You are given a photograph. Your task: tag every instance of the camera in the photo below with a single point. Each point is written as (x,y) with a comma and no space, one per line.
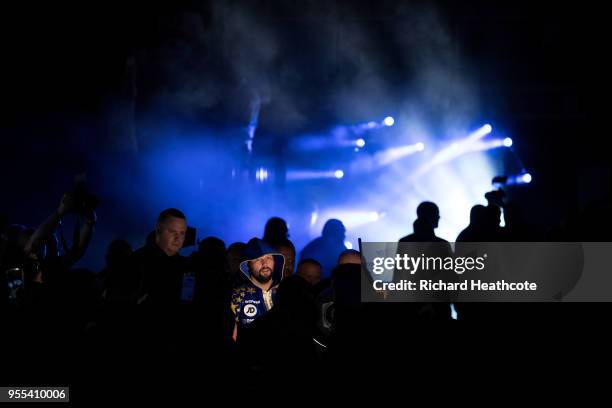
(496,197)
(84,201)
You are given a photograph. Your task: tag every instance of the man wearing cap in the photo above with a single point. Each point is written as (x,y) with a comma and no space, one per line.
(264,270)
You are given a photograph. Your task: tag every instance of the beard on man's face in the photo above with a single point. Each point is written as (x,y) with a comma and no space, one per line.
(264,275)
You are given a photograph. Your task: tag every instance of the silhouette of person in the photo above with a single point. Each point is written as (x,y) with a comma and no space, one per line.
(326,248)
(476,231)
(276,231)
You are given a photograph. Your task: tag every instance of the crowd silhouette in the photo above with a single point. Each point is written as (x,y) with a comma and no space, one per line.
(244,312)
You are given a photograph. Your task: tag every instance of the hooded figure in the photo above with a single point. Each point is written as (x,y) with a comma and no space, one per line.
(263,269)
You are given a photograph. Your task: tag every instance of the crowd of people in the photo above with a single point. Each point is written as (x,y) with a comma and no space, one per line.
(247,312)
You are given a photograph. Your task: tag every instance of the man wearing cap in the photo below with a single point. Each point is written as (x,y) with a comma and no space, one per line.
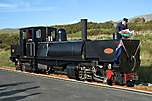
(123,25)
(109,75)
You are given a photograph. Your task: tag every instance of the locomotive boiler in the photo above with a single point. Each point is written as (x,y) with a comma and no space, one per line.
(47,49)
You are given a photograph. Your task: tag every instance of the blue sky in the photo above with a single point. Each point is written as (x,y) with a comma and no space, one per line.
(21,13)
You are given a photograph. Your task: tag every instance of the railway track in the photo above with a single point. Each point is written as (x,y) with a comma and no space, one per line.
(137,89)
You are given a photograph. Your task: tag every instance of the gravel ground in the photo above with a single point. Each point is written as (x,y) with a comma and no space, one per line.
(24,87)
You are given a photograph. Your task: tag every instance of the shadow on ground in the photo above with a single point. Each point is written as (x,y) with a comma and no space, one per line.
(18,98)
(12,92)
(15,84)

## Work instructions
Copy the records exactly; no image should appear in the result.

## Exercise result
You are given a photograph. Your task: tag every instance of the camera in the photo below with a single point. Each point is written as (x,y) with a comma and no space, one per line.
(496,197)
(84,201)
You are given a photograph. Your task: tag every instance of the man wearing cap in the photo above with a single point. Each point is written as (x,y) with a comma and no space, one per line.
(264,270)
You are given a photograph. Your task: tag every instance of the beard on man's face in the photo above with a single point. Each point is written as (x,y) with a comma and no space, one per line.
(264,275)
You are given a photograph. Your task: tag every instance of the silhouette of person in the photo above with a single point. Each point is written as (x,y) with a comma and no space, one per line.
(326,248)
(476,231)
(276,231)
You are given a photograph. Your task: tag every instance of the crowd silhouette in the photo above with a single point. Each point is written as (x,y) with a comma and no space, one per line.
(244,312)
You are given a photograph. Your task: tag every instance of the hooded figure in the photo above with a single point. Each point is written as (x,y) with a comma and no space, one per line.
(263,269)
You are given a photograph. Your task: tag every instance of the crowd of people in the photo above with a single point. Each point is written as (x,y) with a comma and no space, one per line.
(247,312)
You are given a photograph. Your task: tag every instance of the man wearing cap in the photo below with a single point. Each point is written as (x,y) with a comma and no space, one per line.
(123,25)
(109,75)
You are given a photograph. Your task: tag every instance of the locomotive boiler in the photo above with a single point. Each point is written as (x,y) with a comma and no space, one per line.
(47,49)
You are given a photograph. Your task: tag every instance of the blue sky in the photo above with a single point. Each point is written as (x,y) with a comma and no space, one per line.
(21,13)
You are given a photograph. Your task: tag every instance of the railway track in the photo above with a single point. Each point is written as (x,y) with a comma and no space, one per line.
(137,89)
You are given a photograph. Your task: tag every instance of the gravel ground in the photo above with a single point. Each point is written as (x,y) with a comma and no space, one per line.
(24,87)
You are given a photograph. Your task: tag every instance of the shadow on ground in the photo above with a single point. Each point is written as (x,y) with a comma and no space, one per line.
(18,98)
(12,92)
(15,84)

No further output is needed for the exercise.